Directions for this task >> Please put the lines below into a Markdown table with two columns, Row and Line, numbering each row and leaving out any blank lines.
start Data listing
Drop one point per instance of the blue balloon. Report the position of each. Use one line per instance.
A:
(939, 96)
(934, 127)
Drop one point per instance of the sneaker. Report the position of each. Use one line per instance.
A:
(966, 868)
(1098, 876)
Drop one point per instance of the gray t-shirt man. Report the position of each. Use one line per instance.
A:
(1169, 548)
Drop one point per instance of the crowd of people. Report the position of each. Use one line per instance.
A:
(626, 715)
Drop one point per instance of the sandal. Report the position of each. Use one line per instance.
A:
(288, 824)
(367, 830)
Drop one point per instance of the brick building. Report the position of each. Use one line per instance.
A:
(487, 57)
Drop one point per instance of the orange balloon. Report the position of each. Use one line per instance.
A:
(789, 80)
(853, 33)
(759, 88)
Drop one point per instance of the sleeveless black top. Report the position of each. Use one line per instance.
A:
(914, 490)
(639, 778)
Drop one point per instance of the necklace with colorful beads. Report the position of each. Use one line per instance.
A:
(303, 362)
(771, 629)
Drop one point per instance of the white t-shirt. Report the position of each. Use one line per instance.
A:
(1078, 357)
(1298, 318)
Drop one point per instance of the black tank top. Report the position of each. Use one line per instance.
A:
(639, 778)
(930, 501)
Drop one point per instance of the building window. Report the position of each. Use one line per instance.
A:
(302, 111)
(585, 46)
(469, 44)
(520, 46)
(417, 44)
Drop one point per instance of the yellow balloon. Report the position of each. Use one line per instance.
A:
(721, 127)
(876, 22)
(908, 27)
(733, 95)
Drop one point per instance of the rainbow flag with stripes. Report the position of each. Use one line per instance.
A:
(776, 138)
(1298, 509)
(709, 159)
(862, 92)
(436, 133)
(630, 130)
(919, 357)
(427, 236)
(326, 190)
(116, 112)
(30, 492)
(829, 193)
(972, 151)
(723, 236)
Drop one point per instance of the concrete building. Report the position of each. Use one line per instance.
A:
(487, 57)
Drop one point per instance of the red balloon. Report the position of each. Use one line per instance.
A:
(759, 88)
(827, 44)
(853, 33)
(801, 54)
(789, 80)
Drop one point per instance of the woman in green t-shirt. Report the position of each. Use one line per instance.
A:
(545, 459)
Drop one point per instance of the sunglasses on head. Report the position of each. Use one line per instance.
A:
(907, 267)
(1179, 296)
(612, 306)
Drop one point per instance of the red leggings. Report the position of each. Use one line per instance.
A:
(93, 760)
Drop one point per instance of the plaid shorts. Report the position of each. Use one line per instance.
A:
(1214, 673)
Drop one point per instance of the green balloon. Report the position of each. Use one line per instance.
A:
end Data listing
Exercise solution >>
| Row | Line |
|---|---|
| 1 | Drop one point per instance of the blue balloon. Report the position of each. Use one line per instance. |
| 2 | A: |
| 3 | (939, 96) |
| 4 | (934, 127) |
| 5 | Drop one point per instance of the sneaker. Report the position of each. Use one line per instance. |
| 6 | A: |
| 7 | (966, 868) |
| 8 | (1098, 876) |
| 9 | Drop one point per instance of the gray t-shirt man. Report the position of each. Use one line per instance. |
| 10 | A: |
| 11 | (1169, 548) |
| 12 | Drop one point per instance of the crowd of people. Report the position of each. Use one line per instance. |
| 13 | A: |
| 14 | (626, 715) |
| 15 | Drop one point per instance of the sandal. Report the position of each. Use one line per instance. |
| 16 | A: |
| 17 | (288, 824) |
| 18 | (367, 830) |
| 19 | Drop one point per instance of the brick building. Report the position of each. Use one line per instance. |
| 20 | A: |
| 21 | (487, 57) |
| 22 | Drop one point per instance of the orange balloon. Report the position of each. Use one line per instance. |
| 23 | A: |
| 24 | (789, 80) |
| 25 | (853, 33) |
| 26 | (759, 88) |
| 27 | Drop one point per instance of the sleeveless black top. Report the position of each. Use one line per instance. |
| 28 | A: |
| 29 | (914, 490) |
| 30 | (639, 778) |
| 31 | Drop one point per instance of the necklace with colorful beads. Report the position of each. Use one line per instance. |
| 32 | A: |
| 33 | (303, 362) |
| 34 | (771, 629) |
| 35 | Drop one point per instance of the white t-shirt. Report the position of each. Use one line per instance. |
| 36 | A: |
| 37 | (1078, 357) |
| 38 | (1298, 318) |
| 39 | Drop one point per instance of the black tank top. Report the position of each. Use one line per instance. |
| 40 | A: |
| 41 | (639, 778) |
| 42 | (930, 501) |
| 43 | Drop one point per instance of the building window. Report the position of each. Use one line per instance. |
| 44 | A: |
| 45 | (302, 111) |
| 46 | (585, 46) |
| 47 | (469, 44) |
| 48 | (520, 46) |
| 49 | (417, 44) |
| 50 | Drop one point per instance of the yellow balloon. Report the position of each. Use one line per instance. |
| 51 | A: |
| 52 | (721, 127) |
| 53 | (876, 22) |
| 54 | (908, 27) |
| 55 | (733, 95) |
| 56 | Drop one point per instance of the rainbow flag with stripes. Report the position of each. Use one line per instance. |
| 57 | A: |
| 58 | (776, 138) |
| 59 | (1298, 509) |
| 60 | (709, 159) |
| 61 | (862, 92) |
| 62 | (436, 133) |
| 63 | (630, 130) |
| 64 | (919, 357) |
| 65 | (427, 236) |
| 66 | (326, 190) |
| 67 | (116, 112) |
| 68 | (30, 492) |
| 69 | (829, 193) |
| 70 | (972, 151) |
| 71 | (723, 236) |
| 72 | Drop one point per instance of the concrete building. Report the position of each. Use one line per instance. |
| 73 | A: |
| 74 | (487, 57) |
| 75 | Drop one point per instance of the red balloon. Report the position of each. Use one line per instance. |
| 76 | A: |
| 77 | (759, 88) |
| 78 | (827, 44) |
| 79 | (853, 33) |
| 80 | (801, 54) |
| 81 | (789, 80) |
| 82 | Drop one point per instance of the woman in green t-shirt. Report the position of each. Use one line per instance. |
| 83 | A: |
| 84 | (545, 459) |
| 85 | Drop one point per instance of the sunglasses on head. Report the position of each. Use one line per instance. |
| 86 | A: |
| 87 | (907, 267) |
| 88 | (1179, 296) |
| 89 | (612, 306) |
| 90 | Drop one point per instance of the red leggings. Report the position of each. Use one line per instance. |
| 91 | A: |
| 92 | (93, 760) |
| 93 | Drop one point per instance of the plaid shorts. Report the position of each. Use one line per instance. |
| 94 | A: |
| 95 | (1214, 673) |
| 96 | Drop one point per instance of the green balloon. Report the position of each. Use one line per instance. |
| 97 | A: |